### Te lezen tekst
____________________
10. Eiser heeft aangevoerd dat verweerder uitgaat van een onjuiste dienstperiode van eiser en daarom ten onrechte concludeert dat artikel 1(F) van het Vluchtelingenverdrag op hem van toepassing is. Eiser heeft in de antwoorden op de schriftelijke vragen aangegeven dat hij in 1997 in dienst is gegaan en niet in 1996. Hij meent voorts dat het niet relevant is of hij in 1996 of 1997 in dienst is gegaan, omdat in de periode voor 1999 nog geen sprake was van de misstanden die vanaf 1999 plaatsvonden. Eiser heeft gemotiveerd toegelicht dat de omslag in 1999 het gevolg was van het gewapend conflict waardoor de dienstplicht geen (duidelijk) einde meer kende. Niet ter discussie staat dat eiser in 1999 is gedeserteerd, is vastgezet en daarna is overgeplaatst naar de [bedrijf ] waar deze misstanden niet plaatsvonden, aldus eiser.
11. De rechtbank overweegt dat verweerder uit eisers verklaringen tijdens zijn nader gehoor terecht heeft afgeleid dat eiser gelegerd was in het militaire kamp [plaats] , nabij [streek] , van 1996 tot 2000. Van 1996 tot 1998 was er geen gewapend conflict. In 1998 is eiser bevorderd tot [rang] . Gedurende de periode dat eiser [rang] was, was er sprake van een gewapend conflict met Ethiopië. Ook tijdens deze periode was eiser gelegerd in het trainingskamp [plaats] .
De rechtbank wijst op de volgende, ook door verweerder aangehaalde, passages uit het aanmeld gehoor:
pagina 6:
Bent u in militaire dienst geweest?
Ja
In welk jaar bent u in dienst gegaan?
1996.
pagina 7:
In welke plaatsen was u gelegerd?
In [plaats] de eerste zes maanden militaire training (1996). [plaats] , [plaats] , [plaats] , [plaats] , [plaats] , [plaats] en [plaats] .
Uit eisers verklaringen tijdens het nader gehoor blijkt het volgende:
pagina 4:
De heer [eiser] verklaarde hierop het volgende.
Ik ben in 1996 voor de militaire dienst van huis vertrokken
Pagina 7
Heeft u een brief ontvangen of werd het u verteld?
Ze zeggen dat jij op een datum voor de militaire dienst naar [plaats] moet. Op die datum moest ik klaar staan voor vertrek.
Kunt u de datum nog herinneren?
Het was op [1996]
pagina 11:
U heeft verklaard dat u voor een deel van uw militaire dienst als commando diende. In welke periode was dit?
Van 1996 tot 1999 heb ik bij de commando’s gediend.
Waar was u destijds gelegerd?
In [plaats]
Wat hield het in om commando te zijn?
Toen was ik militaire politie.
pagina 22
In het relaas hebben wij verder genoteerd dat u vanaf 1993 tot 2000 in de militaire politie zat. U heeft verder 1996 gebruikt. Welke van deze data klopt?
____________________
### Schriftelijke opdracht 1
Zoek in de items alle regels met het woord "desk" en schrijf die regels over.

### Items bij oefening
____________________
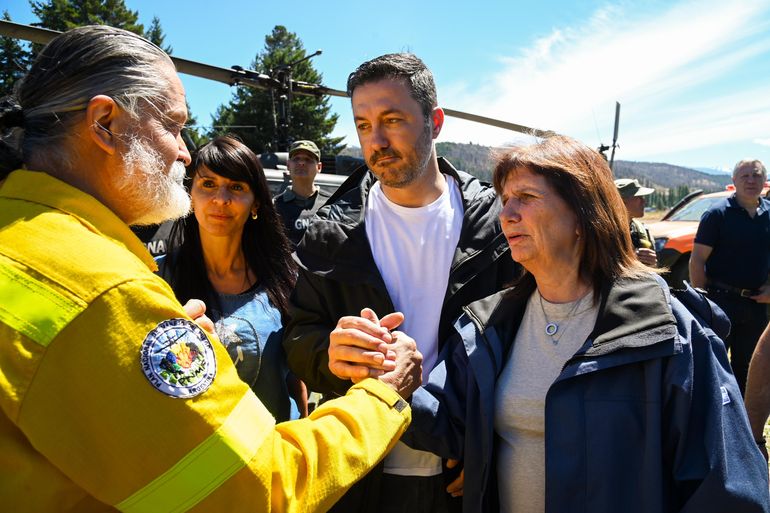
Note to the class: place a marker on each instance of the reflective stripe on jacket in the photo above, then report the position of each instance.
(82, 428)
____________________
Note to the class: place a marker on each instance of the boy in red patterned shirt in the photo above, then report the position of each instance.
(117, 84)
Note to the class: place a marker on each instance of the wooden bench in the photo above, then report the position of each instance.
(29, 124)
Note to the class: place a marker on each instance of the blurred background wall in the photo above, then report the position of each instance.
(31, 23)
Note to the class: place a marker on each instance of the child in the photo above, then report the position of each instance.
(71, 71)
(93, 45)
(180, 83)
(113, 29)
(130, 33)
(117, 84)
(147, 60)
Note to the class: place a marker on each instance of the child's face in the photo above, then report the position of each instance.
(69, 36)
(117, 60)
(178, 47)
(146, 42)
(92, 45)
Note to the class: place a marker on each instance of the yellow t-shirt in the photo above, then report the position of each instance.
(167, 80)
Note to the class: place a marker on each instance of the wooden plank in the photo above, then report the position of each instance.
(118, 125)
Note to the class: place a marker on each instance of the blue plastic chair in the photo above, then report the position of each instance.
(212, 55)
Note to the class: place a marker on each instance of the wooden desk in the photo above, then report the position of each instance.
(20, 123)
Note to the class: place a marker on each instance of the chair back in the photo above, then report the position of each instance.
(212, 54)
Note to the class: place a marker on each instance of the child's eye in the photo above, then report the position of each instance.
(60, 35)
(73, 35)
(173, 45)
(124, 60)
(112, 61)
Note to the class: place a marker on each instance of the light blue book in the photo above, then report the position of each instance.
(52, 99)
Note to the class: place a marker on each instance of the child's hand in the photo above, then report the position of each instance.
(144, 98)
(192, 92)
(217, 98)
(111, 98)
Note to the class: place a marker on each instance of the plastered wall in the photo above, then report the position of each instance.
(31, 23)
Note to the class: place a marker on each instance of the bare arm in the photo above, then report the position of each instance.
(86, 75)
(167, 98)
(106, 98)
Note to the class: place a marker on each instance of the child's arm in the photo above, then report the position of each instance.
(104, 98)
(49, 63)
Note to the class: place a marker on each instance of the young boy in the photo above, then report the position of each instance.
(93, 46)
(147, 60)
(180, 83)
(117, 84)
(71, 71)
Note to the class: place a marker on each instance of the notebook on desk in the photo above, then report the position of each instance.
____________________
### Schriftelijke opdracht 2
Welke jaartallen komen voor in de tekst over de dienstperiode van eiser? Geef elk jaartal één keer, van vroeg naar laat.

### Uitkomst opdracht 1
Note to the class: place a marker on each instance of the wooden desk in the photo above, then report the position of each instance.
Note to the class: place a marker on each instance of the notebook on desk in the photo above, then report the position of each instance.

### Uitkomst opdracht 2
1993, 1996, 1997, 1998, 1999, 2000